Text section:
┌──

Archive for category 52 Ancestors

Colonial South Carolina Dinner – #52Ancestors

Stepping into the teleporter, I transport myself back to colonial South Carolina. The location is set for the vicinity of Chester, SC, in the year 1774. I have timed my arrival to visit Ann Garner, my 7th great grandmother. Ann, her husband, John White, and their six children migrated from Scotland to South Carolina aboard the HMS Donegal in 1767.

My purpose is to observe the family partaking in their mid-day meal, known as “dinner.”  I curious what foods they prepare and serve in colonial South Carolina

The meal may have included one or two meat dishes of venison, squirrel, opossum, rabbit, other small animals, wild and imported fowl. If meat wasn’t available, cured fish from local rivers or fish stew may have been offered instead. Breads, cakes, or porridge could made from rice, corn flour or other cereal grains. Early  colonists also grew wheat, oats, rye, and barley.  Barley or rye can be fermented to make beer or distilled spirits to serve with meals.

Coffee or tea may have been limited or too expensive to serve to guests.  Homemade beer, distilled spirits, or cider may have been served instead.  Colonial beverages may include a rum punch made with oranges, lemons, rum and egg whites. Native raspberries were pickled with vinegar then sweetened with powdered sugar and water to make beverage.

└──

Stated task A: Copy the entries word for word, starting from the first line of the entries and stopping after the line that contains "point(672, 238)".

Recorded information:
┌──

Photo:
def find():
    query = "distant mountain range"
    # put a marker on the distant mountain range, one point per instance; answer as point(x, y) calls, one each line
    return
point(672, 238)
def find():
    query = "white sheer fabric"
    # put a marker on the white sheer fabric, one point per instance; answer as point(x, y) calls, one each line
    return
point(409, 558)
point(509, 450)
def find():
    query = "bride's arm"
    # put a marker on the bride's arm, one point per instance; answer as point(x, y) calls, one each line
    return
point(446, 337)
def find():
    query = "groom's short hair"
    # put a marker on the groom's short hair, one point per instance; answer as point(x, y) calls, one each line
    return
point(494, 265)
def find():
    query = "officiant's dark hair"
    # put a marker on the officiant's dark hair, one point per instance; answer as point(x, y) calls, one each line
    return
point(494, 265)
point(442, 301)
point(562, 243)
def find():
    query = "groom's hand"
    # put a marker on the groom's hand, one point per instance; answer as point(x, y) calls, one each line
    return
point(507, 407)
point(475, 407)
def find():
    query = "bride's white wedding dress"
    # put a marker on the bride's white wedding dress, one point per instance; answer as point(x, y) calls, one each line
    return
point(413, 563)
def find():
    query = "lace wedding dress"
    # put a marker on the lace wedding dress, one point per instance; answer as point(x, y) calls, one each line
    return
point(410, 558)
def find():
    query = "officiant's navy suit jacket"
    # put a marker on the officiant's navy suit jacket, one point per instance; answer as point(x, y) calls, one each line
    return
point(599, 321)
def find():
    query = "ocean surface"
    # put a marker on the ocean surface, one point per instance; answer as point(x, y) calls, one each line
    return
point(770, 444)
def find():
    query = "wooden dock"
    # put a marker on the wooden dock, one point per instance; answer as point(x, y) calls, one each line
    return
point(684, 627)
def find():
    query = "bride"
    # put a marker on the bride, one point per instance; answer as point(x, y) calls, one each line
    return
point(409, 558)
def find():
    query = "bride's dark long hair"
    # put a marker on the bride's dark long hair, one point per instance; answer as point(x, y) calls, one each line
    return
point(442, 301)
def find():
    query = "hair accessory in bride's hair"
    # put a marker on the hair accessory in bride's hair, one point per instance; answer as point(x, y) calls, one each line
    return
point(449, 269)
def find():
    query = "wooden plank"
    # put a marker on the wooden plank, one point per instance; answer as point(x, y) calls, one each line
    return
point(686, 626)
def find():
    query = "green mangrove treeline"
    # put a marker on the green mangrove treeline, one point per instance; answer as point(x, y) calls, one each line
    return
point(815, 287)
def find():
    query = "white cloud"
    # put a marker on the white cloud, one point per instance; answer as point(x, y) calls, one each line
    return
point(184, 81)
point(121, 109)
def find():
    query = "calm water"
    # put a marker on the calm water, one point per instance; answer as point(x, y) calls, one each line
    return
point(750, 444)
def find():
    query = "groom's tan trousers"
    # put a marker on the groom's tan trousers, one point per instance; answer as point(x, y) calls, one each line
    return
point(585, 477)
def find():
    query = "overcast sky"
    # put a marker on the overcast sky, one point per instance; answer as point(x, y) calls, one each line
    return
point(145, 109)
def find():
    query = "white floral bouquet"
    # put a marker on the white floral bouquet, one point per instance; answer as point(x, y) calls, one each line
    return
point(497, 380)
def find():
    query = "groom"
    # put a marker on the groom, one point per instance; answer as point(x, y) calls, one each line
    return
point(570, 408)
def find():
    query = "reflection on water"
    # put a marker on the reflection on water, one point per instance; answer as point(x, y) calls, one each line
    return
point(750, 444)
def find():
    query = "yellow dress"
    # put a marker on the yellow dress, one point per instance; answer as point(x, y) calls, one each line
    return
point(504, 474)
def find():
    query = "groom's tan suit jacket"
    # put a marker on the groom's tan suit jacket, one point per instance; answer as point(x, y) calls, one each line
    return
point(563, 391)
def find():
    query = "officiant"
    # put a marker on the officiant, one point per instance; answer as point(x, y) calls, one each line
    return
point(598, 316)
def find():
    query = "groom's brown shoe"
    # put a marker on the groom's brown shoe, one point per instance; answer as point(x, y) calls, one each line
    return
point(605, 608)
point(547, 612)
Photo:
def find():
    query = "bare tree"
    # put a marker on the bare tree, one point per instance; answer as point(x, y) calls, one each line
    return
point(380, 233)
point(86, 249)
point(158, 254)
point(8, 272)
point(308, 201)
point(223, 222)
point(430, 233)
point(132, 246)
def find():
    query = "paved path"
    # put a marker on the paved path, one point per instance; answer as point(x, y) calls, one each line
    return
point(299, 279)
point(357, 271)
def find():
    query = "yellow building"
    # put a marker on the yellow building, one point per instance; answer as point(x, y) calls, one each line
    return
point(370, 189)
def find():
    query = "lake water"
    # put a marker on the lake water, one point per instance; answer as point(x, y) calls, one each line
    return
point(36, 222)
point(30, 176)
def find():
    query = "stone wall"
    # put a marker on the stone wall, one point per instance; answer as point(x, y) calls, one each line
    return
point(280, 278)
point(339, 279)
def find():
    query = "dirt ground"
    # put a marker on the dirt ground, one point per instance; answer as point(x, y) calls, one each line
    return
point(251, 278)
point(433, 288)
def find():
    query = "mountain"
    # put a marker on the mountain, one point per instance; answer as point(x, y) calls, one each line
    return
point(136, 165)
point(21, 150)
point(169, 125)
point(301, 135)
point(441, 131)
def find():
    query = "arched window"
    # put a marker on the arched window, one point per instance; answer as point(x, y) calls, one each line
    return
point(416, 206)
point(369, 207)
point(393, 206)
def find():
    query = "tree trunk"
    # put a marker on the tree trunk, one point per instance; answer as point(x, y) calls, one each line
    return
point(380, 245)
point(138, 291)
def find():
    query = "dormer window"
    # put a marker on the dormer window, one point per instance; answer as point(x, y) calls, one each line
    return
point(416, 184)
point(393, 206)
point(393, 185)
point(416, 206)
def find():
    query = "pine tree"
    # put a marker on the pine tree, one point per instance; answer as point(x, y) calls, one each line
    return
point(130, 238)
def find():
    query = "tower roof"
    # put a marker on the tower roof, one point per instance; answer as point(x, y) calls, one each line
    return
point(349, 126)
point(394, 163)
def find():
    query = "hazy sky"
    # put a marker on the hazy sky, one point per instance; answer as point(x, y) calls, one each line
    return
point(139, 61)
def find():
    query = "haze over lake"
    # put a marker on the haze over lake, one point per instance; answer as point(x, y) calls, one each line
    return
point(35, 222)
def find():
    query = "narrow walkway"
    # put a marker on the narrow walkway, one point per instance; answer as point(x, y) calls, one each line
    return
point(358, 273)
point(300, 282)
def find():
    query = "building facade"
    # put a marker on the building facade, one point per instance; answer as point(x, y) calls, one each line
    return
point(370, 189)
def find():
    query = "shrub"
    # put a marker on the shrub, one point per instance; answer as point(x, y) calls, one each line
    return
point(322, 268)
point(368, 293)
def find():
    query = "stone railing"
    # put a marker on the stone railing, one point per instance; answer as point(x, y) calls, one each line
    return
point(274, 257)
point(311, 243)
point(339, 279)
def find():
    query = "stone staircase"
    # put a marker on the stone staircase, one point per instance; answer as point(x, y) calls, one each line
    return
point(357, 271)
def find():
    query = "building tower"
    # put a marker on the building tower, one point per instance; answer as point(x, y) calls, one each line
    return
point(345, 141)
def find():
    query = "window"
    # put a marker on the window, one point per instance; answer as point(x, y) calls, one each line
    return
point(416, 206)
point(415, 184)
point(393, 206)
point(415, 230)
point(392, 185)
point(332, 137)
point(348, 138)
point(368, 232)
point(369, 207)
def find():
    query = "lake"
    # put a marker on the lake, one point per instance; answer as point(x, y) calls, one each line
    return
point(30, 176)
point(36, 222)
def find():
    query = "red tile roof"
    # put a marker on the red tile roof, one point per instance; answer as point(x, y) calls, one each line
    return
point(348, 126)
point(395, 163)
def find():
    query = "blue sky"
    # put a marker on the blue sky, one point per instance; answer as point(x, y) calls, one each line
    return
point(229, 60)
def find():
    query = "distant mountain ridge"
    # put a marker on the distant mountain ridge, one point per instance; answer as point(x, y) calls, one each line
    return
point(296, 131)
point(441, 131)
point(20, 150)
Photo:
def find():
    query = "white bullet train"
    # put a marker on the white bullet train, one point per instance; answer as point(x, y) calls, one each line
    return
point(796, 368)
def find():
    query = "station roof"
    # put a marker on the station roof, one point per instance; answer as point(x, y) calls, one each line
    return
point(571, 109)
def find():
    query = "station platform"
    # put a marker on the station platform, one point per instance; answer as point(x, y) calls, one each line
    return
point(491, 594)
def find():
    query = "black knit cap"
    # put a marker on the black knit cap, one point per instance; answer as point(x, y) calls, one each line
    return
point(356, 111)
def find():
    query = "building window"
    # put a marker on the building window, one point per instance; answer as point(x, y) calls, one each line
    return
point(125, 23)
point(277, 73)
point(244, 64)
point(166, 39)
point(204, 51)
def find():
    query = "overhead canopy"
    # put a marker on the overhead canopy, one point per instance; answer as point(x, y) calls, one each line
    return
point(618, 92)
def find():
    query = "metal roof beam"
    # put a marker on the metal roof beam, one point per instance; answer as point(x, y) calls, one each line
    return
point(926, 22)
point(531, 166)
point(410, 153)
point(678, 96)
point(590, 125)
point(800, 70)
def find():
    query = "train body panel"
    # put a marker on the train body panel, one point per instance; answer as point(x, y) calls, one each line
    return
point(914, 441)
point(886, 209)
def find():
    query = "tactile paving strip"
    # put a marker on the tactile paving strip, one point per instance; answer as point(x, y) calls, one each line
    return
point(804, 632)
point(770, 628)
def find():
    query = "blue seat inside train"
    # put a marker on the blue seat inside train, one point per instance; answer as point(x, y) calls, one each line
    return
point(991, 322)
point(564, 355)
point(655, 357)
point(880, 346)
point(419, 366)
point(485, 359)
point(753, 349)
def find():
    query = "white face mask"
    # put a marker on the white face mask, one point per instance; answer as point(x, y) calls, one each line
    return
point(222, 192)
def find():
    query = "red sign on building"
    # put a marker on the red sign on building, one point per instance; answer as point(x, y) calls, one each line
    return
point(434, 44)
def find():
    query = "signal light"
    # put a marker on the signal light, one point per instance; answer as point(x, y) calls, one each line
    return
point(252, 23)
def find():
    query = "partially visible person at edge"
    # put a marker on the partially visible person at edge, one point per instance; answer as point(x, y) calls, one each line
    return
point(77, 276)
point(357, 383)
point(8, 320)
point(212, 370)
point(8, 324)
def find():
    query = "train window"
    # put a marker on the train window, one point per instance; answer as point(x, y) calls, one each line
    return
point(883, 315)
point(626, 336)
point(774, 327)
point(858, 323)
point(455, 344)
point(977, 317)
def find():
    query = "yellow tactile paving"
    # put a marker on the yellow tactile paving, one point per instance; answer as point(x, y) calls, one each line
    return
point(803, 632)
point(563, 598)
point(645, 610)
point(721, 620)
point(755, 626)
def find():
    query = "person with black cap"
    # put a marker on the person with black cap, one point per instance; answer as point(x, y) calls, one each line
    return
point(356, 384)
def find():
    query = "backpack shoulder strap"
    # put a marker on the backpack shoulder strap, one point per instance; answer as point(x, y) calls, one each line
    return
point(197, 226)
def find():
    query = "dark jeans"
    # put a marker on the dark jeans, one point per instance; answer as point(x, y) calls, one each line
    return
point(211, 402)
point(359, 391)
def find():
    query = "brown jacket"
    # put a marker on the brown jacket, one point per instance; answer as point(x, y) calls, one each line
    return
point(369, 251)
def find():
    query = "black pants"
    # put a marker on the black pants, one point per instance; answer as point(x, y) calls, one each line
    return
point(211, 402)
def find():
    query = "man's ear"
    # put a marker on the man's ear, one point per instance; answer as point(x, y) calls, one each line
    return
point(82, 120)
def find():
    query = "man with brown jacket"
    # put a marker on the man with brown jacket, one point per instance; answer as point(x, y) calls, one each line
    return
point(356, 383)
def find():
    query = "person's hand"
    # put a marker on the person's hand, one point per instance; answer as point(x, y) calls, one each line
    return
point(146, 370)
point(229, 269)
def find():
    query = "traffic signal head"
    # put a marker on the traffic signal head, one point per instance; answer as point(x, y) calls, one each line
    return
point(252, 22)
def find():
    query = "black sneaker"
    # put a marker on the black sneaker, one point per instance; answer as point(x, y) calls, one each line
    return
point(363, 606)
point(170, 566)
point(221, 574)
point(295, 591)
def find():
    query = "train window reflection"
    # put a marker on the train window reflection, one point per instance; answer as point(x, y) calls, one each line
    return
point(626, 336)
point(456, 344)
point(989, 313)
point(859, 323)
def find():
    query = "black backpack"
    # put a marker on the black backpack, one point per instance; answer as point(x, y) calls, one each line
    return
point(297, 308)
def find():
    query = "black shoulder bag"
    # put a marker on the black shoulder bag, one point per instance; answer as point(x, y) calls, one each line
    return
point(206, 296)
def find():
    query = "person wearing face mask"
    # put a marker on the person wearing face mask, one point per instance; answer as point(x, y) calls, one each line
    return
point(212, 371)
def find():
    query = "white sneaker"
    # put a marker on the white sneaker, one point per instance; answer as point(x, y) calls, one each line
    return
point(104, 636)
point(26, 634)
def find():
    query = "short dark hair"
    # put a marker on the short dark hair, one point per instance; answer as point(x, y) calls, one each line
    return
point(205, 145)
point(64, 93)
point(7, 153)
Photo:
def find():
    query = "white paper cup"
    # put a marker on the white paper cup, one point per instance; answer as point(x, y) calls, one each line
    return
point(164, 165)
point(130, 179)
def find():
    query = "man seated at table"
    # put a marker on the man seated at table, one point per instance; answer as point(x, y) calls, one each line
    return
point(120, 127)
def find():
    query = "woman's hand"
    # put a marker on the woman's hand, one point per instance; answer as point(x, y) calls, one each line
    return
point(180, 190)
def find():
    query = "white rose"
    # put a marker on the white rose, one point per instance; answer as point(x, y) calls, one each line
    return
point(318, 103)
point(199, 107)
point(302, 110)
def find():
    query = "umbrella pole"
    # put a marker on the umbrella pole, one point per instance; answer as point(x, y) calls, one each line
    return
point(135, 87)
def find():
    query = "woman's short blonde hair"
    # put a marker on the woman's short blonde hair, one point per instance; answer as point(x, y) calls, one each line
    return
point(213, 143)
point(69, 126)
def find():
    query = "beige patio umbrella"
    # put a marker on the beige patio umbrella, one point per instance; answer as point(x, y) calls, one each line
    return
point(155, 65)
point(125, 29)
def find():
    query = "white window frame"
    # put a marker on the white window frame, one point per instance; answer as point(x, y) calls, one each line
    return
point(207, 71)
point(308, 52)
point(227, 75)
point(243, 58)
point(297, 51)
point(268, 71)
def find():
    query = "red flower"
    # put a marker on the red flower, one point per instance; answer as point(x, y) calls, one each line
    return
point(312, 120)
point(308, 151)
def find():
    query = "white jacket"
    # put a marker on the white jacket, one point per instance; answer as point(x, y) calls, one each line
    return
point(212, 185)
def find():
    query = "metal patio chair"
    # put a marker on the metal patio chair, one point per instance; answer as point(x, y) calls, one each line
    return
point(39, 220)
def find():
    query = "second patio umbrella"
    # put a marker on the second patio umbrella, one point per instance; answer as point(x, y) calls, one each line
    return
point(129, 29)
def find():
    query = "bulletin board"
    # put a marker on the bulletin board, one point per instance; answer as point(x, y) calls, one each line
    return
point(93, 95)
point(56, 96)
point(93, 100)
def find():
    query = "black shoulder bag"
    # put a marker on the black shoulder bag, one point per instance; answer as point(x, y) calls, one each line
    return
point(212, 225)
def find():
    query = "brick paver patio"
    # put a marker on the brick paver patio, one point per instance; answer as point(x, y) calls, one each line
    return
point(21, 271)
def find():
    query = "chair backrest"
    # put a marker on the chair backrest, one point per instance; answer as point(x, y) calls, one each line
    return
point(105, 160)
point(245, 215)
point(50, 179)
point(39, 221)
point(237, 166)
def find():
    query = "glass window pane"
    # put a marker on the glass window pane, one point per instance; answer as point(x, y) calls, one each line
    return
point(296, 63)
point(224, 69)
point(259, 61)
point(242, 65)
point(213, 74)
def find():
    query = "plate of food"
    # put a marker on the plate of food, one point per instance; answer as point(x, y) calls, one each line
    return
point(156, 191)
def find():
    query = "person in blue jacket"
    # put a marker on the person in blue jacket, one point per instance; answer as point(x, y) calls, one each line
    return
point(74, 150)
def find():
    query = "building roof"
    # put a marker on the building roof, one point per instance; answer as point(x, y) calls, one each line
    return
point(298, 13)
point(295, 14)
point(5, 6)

└──

Stated task B: In the colonial South Carolina dinner text, aboard which ship did Ann Garner's family migrate from Scotland?

Full output A:
Photo:
def find():
    query = "distant mountain range"
    # put a marker on the distant mountain range, one point per instance; answer as point(x, y) calls, one each line
    return
point(672, 238)

Full output B: The HMS Donegal